Exercise data:
• • • • •
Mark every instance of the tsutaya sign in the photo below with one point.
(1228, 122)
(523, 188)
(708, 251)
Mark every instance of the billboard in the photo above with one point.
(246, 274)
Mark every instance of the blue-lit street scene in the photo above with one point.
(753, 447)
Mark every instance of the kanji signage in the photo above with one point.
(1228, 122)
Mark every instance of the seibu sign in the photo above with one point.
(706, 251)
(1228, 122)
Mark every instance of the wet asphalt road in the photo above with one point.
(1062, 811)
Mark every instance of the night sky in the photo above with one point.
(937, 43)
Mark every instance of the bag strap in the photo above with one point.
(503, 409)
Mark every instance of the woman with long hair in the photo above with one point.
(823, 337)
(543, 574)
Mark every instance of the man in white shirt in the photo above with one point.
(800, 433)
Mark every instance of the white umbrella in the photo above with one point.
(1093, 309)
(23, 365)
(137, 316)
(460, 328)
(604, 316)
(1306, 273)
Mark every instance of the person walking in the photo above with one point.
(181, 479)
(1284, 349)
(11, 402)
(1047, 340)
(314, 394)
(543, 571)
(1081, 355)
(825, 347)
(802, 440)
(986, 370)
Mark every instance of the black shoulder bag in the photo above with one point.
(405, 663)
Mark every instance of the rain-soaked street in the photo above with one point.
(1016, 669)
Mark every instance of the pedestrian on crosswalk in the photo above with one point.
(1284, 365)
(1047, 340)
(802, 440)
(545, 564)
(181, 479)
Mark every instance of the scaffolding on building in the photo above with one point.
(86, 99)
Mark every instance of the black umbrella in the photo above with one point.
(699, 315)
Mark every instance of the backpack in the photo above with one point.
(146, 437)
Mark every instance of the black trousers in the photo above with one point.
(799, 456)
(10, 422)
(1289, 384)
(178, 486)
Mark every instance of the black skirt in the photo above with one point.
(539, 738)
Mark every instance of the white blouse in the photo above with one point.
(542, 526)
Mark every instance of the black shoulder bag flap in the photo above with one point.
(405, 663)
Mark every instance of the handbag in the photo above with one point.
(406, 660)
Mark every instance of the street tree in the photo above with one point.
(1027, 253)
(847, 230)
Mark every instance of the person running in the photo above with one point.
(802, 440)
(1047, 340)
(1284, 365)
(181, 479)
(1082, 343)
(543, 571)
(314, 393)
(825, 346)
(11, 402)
• • • • •
Problem to work on: Give back the listing above exactly as written.

Task solution:
Mark every instance of the tsutaya sign in the photo below with one point.
(1228, 122)
(523, 188)
(708, 251)
Mark every instance of the billboard in the photo above with one point.
(246, 274)
Mark every instance of the blue-lit street scene in the photo above with one point.
(753, 447)
Mark every instance of the kanji signage in the photo above with one point.
(1228, 122)
Mark every instance of the seibu sign in the photo above with one point.
(706, 251)
(1228, 122)
Mark every instance of the wet asphalt road in the photo above with one point.
(1062, 811)
Mark every instance of the night sky in the photo above with one point.
(937, 43)
Mark every instance of the bag strap in the photo above with one point.
(503, 409)
Mark every instance of the woman with long hair in the photo above with one point.
(823, 337)
(543, 574)
Mark every instance of the man in white shirt in the photo above with one point.
(800, 433)
Mark every instance of the white umbrella in the photo above with one point.
(1093, 309)
(23, 365)
(137, 316)
(460, 328)
(604, 316)
(1306, 273)
Mark every instance of the person walking in the photo above with one point.
(181, 479)
(1284, 349)
(11, 402)
(1047, 340)
(314, 394)
(543, 571)
(1081, 355)
(825, 347)
(802, 440)
(986, 370)
Mark every instance of the black shoulder bag in the photo above with one point.
(405, 663)
Mark every instance of the rain-soaked street in the photo above with one point.
(1016, 669)
Mark every instance of the pedestrian on crosswalk in the photo above with one point.
(1284, 365)
(1047, 340)
(802, 440)
(545, 564)
(181, 479)
Mark every instance of the scaffolding on building in the photo above with one point.
(86, 99)
Mark every instance of the black umbrella in the photo above with one point.
(699, 315)
Mark every instance of the backpack in the photo above with one point.
(146, 437)
Mark every instance of the black trousers in the photo above with one point.
(799, 456)
(10, 422)
(1289, 384)
(178, 486)
Mark every instance of the black skirt in the photo above with one point.
(539, 738)
Mark every instance of the white blouse in the photo above with one point.
(542, 526)
Mark every instance of the black shoulder bag flap in the photo above with one point.
(405, 663)
Mark every instance of the handbag in the photo above with one point.
(406, 660)
Mark every instance of the street tree in the photo above with one point.
(1027, 253)
(847, 230)
Mark every instance of the person running in the photo above with one point.
(802, 440)
(1047, 340)
(1284, 365)
(181, 479)
(1082, 343)
(543, 571)
(314, 393)
(825, 346)
(11, 402)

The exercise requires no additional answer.